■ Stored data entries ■
******

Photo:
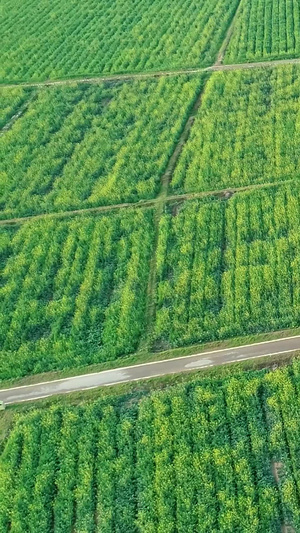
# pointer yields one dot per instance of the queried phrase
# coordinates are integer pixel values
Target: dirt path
(144, 75)
(18, 114)
(219, 193)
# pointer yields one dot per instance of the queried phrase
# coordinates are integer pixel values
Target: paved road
(149, 370)
(157, 74)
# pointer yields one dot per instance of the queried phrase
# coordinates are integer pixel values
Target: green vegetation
(264, 30)
(11, 101)
(72, 292)
(227, 268)
(246, 131)
(41, 40)
(201, 456)
(89, 145)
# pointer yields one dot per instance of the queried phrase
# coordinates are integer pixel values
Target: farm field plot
(91, 145)
(227, 268)
(72, 292)
(10, 103)
(42, 40)
(195, 457)
(247, 131)
(265, 30)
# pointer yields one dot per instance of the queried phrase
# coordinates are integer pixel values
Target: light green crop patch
(73, 292)
(61, 39)
(265, 30)
(227, 268)
(90, 145)
(247, 131)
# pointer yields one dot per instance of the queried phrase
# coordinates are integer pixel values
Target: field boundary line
(162, 199)
(21, 110)
(159, 361)
(156, 74)
(219, 193)
(228, 35)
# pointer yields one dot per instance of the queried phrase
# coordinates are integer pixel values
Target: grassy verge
(131, 392)
(147, 357)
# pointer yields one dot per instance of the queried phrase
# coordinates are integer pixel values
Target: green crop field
(227, 268)
(246, 131)
(91, 145)
(72, 292)
(264, 30)
(11, 101)
(41, 39)
(202, 457)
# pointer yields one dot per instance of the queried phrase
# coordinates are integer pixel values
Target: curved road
(150, 370)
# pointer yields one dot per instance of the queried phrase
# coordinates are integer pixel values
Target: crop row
(196, 457)
(72, 292)
(229, 268)
(62, 39)
(265, 29)
(11, 102)
(246, 131)
(82, 146)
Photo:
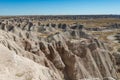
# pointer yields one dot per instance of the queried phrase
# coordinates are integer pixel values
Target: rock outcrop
(53, 52)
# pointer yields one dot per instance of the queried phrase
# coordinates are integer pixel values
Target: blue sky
(59, 7)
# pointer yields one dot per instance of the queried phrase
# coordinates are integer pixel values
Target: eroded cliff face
(53, 52)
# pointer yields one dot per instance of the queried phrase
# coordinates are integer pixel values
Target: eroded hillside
(31, 50)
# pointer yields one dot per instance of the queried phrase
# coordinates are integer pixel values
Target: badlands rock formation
(30, 50)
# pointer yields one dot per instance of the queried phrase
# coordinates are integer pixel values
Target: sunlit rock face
(29, 51)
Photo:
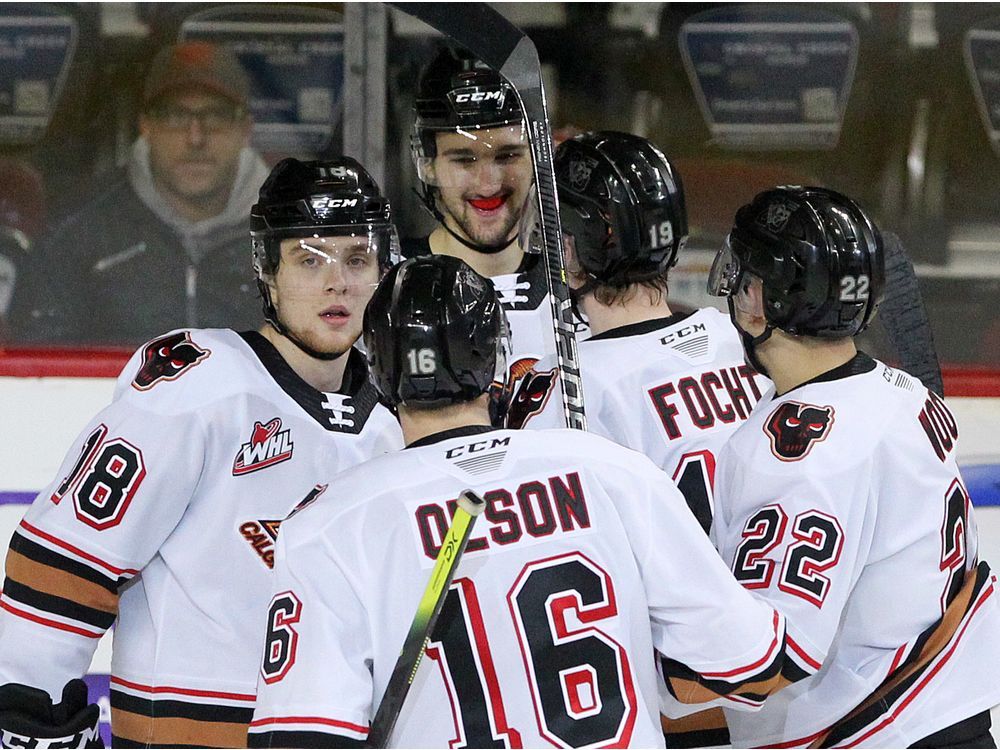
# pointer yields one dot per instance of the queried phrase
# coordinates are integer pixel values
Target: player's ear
(571, 262)
(429, 173)
(749, 299)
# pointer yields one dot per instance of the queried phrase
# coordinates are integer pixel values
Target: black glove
(28, 718)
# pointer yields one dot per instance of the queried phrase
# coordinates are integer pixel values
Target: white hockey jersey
(672, 388)
(164, 514)
(841, 502)
(584, 560)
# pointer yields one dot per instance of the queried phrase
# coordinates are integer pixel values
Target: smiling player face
(483, 178)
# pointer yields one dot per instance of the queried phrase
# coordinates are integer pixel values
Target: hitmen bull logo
(794, 428)
(579, 171)
(777, 216)
(531, 390)
(167, 358)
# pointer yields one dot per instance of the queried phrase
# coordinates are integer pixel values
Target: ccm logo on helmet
(495, 96)
(324, 202)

******

■ TASK REQUIREMENTS ■
Your copy should hold every entry exactly as written, but none of the pictures.

■ SOLVED PROBLEM ■
Photo:
# pointer yields one dot per instance of the queried phrase
# coordinates are integer pixel values
Target: dirt path
(144, 75)
(18, 114)
(219, 193)
# pointer yields one dot per instance of the queried phrase
# coordinates are integer pixel values
Target: paved road
(149, 370)
(157, 74)
# pointer yields one dot per instance of the queried phrase
# coordinates are integer pixel values
Target: green vegetation
(264, 30)
(11, 101)
(72, 292)
(227, 268)
(246, 131)
(41, 40)
(201, 456)
(89, 145)
# pointer yields one dot per instance of the queried phrase
# coordinates are integer pixel values
Target: farm field plot
(91, 145)
(227, 268)
(72, 292)
(10, 103)
(42, 40)
(195, 457)
(247, 131)
(265, 30)
# pointer yields one dot per instance of the queried phrase
# coordinates are integer pixel values
Target: light green crop patch
(73, 292)
(61, 39)
(265, 30)
(227, 268)
(90, 145)
(247, 131)
# pointer yields one dot per instance of the queried phrase
# coordinates are integer pixel values
Target: field boundary line
(162, 199)
(21, 110)
(159, 361)
(156, 74)
(219, 193)
(228, 35)
# pointer yields one dot per instance of the queried phrase
# coordinates are integer pixel values
Target: grassy verge
(131, 392)
(147, 357)
# pointer yields one dot per instance of the queried phrase
# coordinates are integer pixel values
Target: green crop field
(227, 268)
(246, 131)
(91, 145)
(72, 292)
(264, 30)
(11, 101)
(41, 39)
(202, 457)
# pointer yields one dot per instance of the queried phrase
# coordinates are integer pixel values
Target: curved road
(150, 370)
# pointer yields one dot per instance of the queried phrase
# coordinates are integer pixel values
Target: crop row
(196, 457)
(72, 292)
(229, 268)
(62, 39)
(265, 29)
(11, 102)
(246, 131)
(82, 146)
Photo:
# pointer yields one dot per instance of the queried phrase
# coordinates are integer pixel values
Target: rock outcrop
(53, 52)
# pointer yields one dot per instance of the queried phrase
# coordinates are integer pixel values
Target: blue sky
(59, 7)
# pointer yields one dot per instance of the queried phrase
# coordinates are integer pixel values
Target: eroded cliff face
(53, 52)
# pointer yields one dot per instance of the queried phrase
# coordinates are integer pixel values
Target: eroded hillside
(31, 50)
# pointer yields one dot per instance of the queried phrase
# coordinates are integer pixel values
Target: badlands rock formation
(30, 50)
# pointer yields one dot per instance of the queried phrase
# coordinates are integer pixel values
Target: sunlit rock face
(29, 51)
Photo:
# pointer yields one dot per instance of the queried phrase
# coordinates are integer pixel values
Target: player's ear
(571, 262)
(429, 173)
(749, 299)
# pointer yields one dot per instance of the queried phrase
# coordinates are integer pixel values
Target: black glove
(28, 718)
# pointer yields one dot per instance of the queried phrase
# coordinates are integer pixel values
Target: white hockey jersey
(672, 388)
(164, 514)
(841, 502)
(584, 560)
# pointer yields one dot per instance of the queried phrase
# coordinates are integer pixel values
Target: smiling player face
(483, 178)
# pointer yields one dot per instance of the queried phrase
# coordinates are integer pixel values
Target: hitmen bull logo
(794, 428)
(579, 171)
(777, 216)
(531, 390)
(167, 358)
# pointer yields one dot per instance of the queried phrase
# coordinates are integer pixel values
Target: ccm logo on helmet
(495, 96)
(324, 202)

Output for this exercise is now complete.